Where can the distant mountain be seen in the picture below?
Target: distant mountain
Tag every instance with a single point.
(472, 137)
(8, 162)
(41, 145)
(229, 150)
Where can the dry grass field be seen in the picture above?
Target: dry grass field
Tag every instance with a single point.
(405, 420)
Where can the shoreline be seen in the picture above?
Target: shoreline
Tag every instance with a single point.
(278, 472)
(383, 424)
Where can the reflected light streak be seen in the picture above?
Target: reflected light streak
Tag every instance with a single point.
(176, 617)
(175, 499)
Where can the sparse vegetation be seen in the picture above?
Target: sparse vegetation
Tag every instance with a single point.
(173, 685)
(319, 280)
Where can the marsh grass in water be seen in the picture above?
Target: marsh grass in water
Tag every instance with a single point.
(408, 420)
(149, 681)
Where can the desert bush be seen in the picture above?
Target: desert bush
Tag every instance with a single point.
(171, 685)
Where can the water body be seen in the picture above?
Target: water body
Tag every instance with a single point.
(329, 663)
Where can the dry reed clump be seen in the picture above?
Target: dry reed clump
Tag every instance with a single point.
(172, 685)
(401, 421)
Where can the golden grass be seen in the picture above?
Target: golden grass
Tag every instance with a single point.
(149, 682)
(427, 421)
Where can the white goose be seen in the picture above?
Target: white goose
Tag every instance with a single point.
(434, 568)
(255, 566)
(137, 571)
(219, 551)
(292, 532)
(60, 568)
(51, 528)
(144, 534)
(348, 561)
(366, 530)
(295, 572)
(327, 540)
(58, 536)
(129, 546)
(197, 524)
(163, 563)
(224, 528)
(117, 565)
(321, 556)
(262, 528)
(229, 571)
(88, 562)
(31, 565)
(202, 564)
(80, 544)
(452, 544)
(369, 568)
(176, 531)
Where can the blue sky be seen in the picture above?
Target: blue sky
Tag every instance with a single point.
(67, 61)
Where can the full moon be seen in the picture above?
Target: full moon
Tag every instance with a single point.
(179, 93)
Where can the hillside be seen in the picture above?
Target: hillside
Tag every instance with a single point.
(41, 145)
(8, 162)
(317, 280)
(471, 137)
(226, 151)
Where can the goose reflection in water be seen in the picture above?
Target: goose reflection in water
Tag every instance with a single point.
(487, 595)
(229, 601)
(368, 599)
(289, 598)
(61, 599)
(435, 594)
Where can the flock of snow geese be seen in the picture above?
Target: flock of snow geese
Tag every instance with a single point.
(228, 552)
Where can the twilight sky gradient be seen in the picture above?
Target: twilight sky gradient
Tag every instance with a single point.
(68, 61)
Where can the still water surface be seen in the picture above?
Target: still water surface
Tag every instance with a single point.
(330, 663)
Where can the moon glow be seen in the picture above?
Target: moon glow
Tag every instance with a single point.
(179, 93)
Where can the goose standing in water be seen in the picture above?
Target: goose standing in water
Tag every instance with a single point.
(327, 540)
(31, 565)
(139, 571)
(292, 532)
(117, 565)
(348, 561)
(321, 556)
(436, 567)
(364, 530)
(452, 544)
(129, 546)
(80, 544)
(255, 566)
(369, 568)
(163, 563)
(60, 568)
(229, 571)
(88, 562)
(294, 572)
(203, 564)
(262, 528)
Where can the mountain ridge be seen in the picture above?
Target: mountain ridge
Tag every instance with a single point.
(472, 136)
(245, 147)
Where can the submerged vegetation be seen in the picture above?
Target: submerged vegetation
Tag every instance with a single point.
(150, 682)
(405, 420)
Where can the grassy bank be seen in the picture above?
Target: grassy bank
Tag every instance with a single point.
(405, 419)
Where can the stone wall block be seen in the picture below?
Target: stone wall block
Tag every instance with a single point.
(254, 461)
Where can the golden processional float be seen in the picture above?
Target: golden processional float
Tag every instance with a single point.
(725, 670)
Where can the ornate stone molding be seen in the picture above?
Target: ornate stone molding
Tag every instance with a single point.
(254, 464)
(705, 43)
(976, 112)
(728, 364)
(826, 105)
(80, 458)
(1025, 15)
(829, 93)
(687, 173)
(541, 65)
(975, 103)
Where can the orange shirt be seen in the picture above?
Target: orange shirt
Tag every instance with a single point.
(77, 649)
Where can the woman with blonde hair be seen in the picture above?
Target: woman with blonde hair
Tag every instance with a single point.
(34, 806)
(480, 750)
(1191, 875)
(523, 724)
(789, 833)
⁂
(PROBLEM DESCRIPTION): The full listing above should be transcribed exactly.

(REPLY TO THE EXERCISE):
Where can the distant mountain be seen in the picture below?
Target: distant mountain
Tag every instance with a single point.
(472, 137)
(8, 162)
(41, 145)
(229, 150)
Where can the dry grass field be seen in the picture above?
Target: dry grass field
Tag every instance with a single point.
(405, 420)
Where can the shoreline be seen in the picture above?
Target: shoreline
Tag every instance with a single point.
(278, 472)
(383, 424)
Where can the reflected light streak be seen in the picture above?
Target: reflected light streak
Tag every instance with a single point.
(176, 617)
(175, 499)
Where can the sparse vegetation be seen in the picture above?
Target: sparse vegetation
Tag every instance with a single point.
(173, 685)
(319, 280)
Where can the marsh grass in water be seen in the picture above?
Target: marsh grass in water
Tag every instance with a single point.
(408, 420)
(149, 681)
Where can the desert bush be seen in the picture above?
Target: desert bush
Tag every instance with a single point.
(171, 685)
Where can the water body be seen in the picture above?
Target: water body
Tag every instance with a single point.
(329, 663)
Where can the dry reed clump be seen in the picture above?
Target: dry reed clump
Tag every instance with a single point.
(172, 685)
(401, 421)
Where can the golden grass be seen in the picture above?
Target: golden grass
Tag every instance with a single point.
(149, 682)
(427, 421)
Where can the white goose be seen in the picture above?
Target: white goose
Tag every instance with a single point.
(434, 568)
(255, 566)
(137, 571)
(219, 551)
(292, 532)
(60, 568)
(51, 528)
(144, 534)
(348, 561)
(366, 530)
(295, 572)
(327, 540)
(58, 536)
(129, 546)
(197, 524)
(163, 563)
(224, 528)
(117, 565)
(321, 556)
(262, 528)
(229, 571)
(88, 562)
(31, 565)
(202, 564)
(80, 544)
(452, 544)
(369, 568)
(176, 531)
Where can the blue sky be seen in the picture above?
Target: blue sky
Tag every instance with a single point.
(67, 61)
Where can the full moon be seen in the picture above?
Target: full moon
Tag every instance with a single point.
(179, 93)
Where can the hillside be seen in the picture above?
Target: hillside
Tag every instance with a single point.
(41, 145)
(8, 162)
(317, 280)
(471, 137)
(226, 151)
Where can the goose reflection in water be seen in the picture above?
Target: goose reflection in water
Tag every instance with a single point.
(487, 595)
(229, 601)
(368, 599)
(289, 598)
(61, 599)
(435, 594)
Where can the flock of snow geese be seen in the picture above?
Target: flock of snow geese
Tag every instance with a single point.
(228, 552)
Where can the twilight sky gradient be seen in the picture above?
Target: twilight sky gradient
Tag every instance with a single point.
(68, 61)
Where can the still water surface be seen in the picture above?
Target: still water surface
Tag every instance with a single point.
(330, 663)
Where can the moon glow be seen in the picture above?
Target: moon glow
Tag every instance with a single point.
(179, 93)
Where can the goose standing in water be seen in the picture above?
Target: goose standing in water
Tag every instance with a single point.
(327, 540)
(31, 565)
(139, 571)
(292, 532)
(117, 565)
(348, 561)
(321, 556)
(436, 567)
(364, 530)
(452, 544)
(129, 546)
(80, 544)
(255, 566)
(369, 568)
(163, 563)
(60, 568)
(229, 571)
(88, 562)
(294, 572)
(203, 564)
(262, 528)
Where can the mountain ridge be seen in the picture above?
Target: mountain ridge
Tag every instance with a single point.
(472, 136)
(245, 147)
Where can the submerged vegetation be seen in the picture above?
Target: submerged vegetation
Tag every instance with a single point.
(150, 682)
(405, 420)
Where can the grassy bank be seen in the picture above?
Target: grassy bank
Tag every instance with a single point.
(405, 419)
Where can the stone wall block be seen in the picture below?
Target: stone wall block
Tag every instance with a single point.
(254, 461)
Where can the golden processional float be seen in the picture above?
Target: golden processional float
Tag every instance with a single point.
(725, 670)
Where can the ornate stone molding be seen in the picture above?
Target: ornate stone molding
Tag every instance with a single point.
(254, 464)
(705, 43)
(976, 112)
(728, 364)
(826, 105)
(80, 458)
(1025, 15)
(829, 93)
(687, 173)
(541, 65)
(975, 103)
Where can the orange shirt be seen in the picture above?
Target: orange shirt
Tag every instance with a single point.
(77, 649)
Where can the woman with blonde hair be seen in the picture above?
Target: woman with blonde hair
Tag every instance with a single point.
(34, 806)
(480, 750)
(1191, 875)
(523, 724)
(789, 833)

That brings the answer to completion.